PAGE TEXT:
>>>
Cleveland, OH, August 20, 2020 — US demand for industrial gases is forecast to see minimal annual declines in nominal terms through 2024, according to Industrial Gases: United States, a report recently released by Freedonia Focus Reports. Demand decreases due to the COVID-19 pandemic will combine with longer term losses led by the nitrogen segment; low oil and natural gas prices and shifts away from shallow well drilling where industrial gases are more likely to be used will reduce demand. Projected declines in refined petroleum products production will limit demand gains for hydrogen used in refineries. However, suppliers will benefit from expanding food and beverage, chemical, electronics, and metals manufacturing activity. Increasing oil and gas production will further stimulate gains.
Demand is expected to decline 11% in 2020 due to the effects of the COVID-19 pandemic. Closure of nonessential businesses between March and June and economic uncertainty has reduced manufacturing activity and business investment spending in industrial gases' end markets. Reduced economic activity also led to a decline in oil and natural gas production, constraining demand for industrial gases in unconventional recovery. Further demand drops will be forestalled by increased medical spending; while hospitals initially delayed elective surgeries, pent-up demand for these medical procedures and rising demand for oxygen for use by individuals on ventilators will prevent further declines.
<<<
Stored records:
>>>
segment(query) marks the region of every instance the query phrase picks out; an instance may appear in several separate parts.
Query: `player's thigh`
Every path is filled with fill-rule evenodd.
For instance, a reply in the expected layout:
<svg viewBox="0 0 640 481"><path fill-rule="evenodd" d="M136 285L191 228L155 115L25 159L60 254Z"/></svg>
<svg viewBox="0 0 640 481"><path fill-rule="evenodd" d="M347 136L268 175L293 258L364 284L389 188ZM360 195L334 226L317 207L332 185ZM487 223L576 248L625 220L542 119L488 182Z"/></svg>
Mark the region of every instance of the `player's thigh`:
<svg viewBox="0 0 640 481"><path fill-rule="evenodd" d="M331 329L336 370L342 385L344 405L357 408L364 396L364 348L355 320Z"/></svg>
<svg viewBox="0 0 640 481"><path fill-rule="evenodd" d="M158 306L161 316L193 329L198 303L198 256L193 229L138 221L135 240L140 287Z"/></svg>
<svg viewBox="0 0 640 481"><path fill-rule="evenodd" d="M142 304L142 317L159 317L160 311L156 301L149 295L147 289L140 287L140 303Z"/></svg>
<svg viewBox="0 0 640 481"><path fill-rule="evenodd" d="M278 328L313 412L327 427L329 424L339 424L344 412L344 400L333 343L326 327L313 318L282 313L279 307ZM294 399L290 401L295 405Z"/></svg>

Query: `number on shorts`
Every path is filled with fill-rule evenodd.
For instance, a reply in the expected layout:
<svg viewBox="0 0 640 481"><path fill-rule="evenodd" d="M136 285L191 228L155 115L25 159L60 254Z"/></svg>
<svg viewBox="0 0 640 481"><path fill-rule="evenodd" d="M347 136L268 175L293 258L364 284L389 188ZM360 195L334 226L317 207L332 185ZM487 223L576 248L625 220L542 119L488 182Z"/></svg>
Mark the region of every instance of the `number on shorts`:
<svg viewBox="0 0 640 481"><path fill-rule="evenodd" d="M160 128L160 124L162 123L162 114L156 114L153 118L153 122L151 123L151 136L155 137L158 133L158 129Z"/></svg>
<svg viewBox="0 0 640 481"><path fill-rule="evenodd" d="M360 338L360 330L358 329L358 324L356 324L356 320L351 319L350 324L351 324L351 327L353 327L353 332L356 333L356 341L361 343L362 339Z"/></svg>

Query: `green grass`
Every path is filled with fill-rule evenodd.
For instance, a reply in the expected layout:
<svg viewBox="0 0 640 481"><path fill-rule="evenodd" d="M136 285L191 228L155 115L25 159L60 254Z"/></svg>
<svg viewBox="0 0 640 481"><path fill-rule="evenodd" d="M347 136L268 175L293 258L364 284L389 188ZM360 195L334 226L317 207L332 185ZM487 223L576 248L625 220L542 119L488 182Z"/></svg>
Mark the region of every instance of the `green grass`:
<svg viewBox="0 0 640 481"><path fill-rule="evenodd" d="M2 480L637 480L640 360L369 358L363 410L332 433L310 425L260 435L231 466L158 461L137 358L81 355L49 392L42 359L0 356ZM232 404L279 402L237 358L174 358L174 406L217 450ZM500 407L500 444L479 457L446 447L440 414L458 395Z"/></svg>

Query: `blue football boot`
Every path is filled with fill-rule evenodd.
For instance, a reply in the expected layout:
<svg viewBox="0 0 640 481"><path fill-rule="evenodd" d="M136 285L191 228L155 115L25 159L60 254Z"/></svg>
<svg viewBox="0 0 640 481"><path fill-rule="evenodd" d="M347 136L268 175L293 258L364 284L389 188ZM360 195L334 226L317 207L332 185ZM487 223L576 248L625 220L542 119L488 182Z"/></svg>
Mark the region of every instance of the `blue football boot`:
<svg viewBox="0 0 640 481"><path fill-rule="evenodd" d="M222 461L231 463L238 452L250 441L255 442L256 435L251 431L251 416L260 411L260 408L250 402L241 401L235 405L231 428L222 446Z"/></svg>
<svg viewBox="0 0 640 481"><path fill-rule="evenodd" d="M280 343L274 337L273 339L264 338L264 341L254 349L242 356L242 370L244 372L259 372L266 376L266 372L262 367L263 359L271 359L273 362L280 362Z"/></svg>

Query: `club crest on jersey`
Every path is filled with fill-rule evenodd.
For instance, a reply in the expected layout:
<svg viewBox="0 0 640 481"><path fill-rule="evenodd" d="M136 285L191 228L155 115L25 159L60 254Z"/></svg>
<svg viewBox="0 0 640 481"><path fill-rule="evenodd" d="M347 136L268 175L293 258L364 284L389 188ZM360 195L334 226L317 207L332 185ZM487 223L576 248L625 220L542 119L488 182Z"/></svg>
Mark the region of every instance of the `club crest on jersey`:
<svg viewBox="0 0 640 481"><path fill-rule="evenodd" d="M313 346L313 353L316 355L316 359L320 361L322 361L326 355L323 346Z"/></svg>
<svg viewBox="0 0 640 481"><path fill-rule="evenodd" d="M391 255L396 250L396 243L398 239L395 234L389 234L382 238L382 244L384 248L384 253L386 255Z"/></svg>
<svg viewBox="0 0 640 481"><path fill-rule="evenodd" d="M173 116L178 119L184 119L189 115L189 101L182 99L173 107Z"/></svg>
<<<
EXERCISE A:
Update the industrial gases text between "Cleveland, OH, August" and "further stimulate gains.", inclusive, replacing "minimal" with "slight".
EXERCISE B:
Continue the industrial gases text, starting after its final sentence.
These records are separate from the industrial gases text.

TASK RESPONSE A:
Cleveland, OH, August 20, 2020 — US demand for industrial gases is forecast to see slight annual declines in nominal terms through 2024, according to Industrial Gases: United States, a report recently released by Freedonia Focus Reports. Demand decreases due to the COVID-19 pandemic will combine with longer term losses led by the nitrogen segment; low oil and natural gas prices and shifts away from shallow well drilling where industrial gases are more likely to be used will reduce demand. Projected declines in refined petroleum products production will limit demand gains for hydrogen used in refineries. However, suppliers will benefit from expanding food and beverage, chemical, electronics, and metals manufacturing activity. Increasing oil and gas production will further stimulate gains.

TASK RESPONSE B:
These and other key insights are featured in Industrial Gases: United States. This report forecasts to 2020 and 2024 US industrial gas demand and shipments in nominal US dollars at the manufacturer level. Total demand is segmented by product in terms of:
- hydrogen and argon
- carbon dioxide
- other gases such as helium, neon, and nitrous oxide
To illustrate historical trends, total demand, total shipments, the various segments, and trade are provided in annual series from 2009 to 2019.
Stated demand figures include the merchant, packaged, and captive markets for industrial gases. The merchant market refers to products delivered in bulk from supplier to customer via tanker truck or tube trailer, while packaged gases are distributed in cylinders or dewars. Captive consumption encompasses gases supplied by on-site plants and delivered through a pipeline. Re-exports of industrial gases are excluded from demand and trade figures.